Pull out the material from its first line through the line containing "simplified polygon, straight", both included, and copy those lines word for word.

━━ Supplied material

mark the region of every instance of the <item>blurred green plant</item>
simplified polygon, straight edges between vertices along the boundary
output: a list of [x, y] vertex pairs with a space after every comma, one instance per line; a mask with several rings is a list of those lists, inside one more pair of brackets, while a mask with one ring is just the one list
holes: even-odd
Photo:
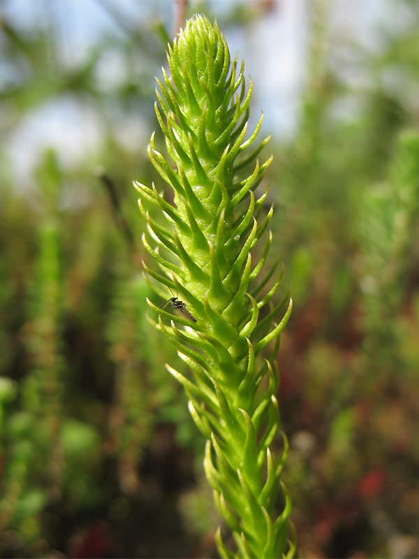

━━━━

[Final answer]
mark the region of every instance of the <item>blurred green plant</item>
simplified polygon, straight edges between vertices along the boundary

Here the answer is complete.